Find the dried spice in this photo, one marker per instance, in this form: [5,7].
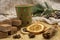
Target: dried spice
[31,35]
[17,36]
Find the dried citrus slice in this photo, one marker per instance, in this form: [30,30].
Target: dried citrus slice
[35,28]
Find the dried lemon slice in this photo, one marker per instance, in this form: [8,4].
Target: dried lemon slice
[35,28]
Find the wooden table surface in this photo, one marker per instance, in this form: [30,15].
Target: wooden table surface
[38,37]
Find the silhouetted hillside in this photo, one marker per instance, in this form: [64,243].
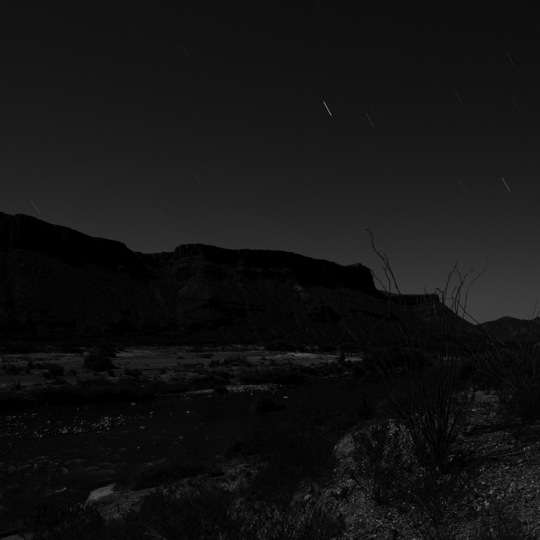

YOUR INSTRUCTIONS:
Only one thing is required: an exact printout of the lines from the line containing "Target: dried citrus slice" through the last line of the records, pictures excluded.

EXERCISE SOLUTION:
Target: dried citrus slice
[35,28]
Find the dried lemon slice in this photo, one marker per instance, in this form: [8,4].
Target: dried lemon slice
[35,28]
Find the wooden table surface in this photo, one marker per instance, in this form: [30,15].
Target: wooden table surface
[38,37]
Find the silhouetted hillside in this photo, one marker per instance, in this form: [64,243].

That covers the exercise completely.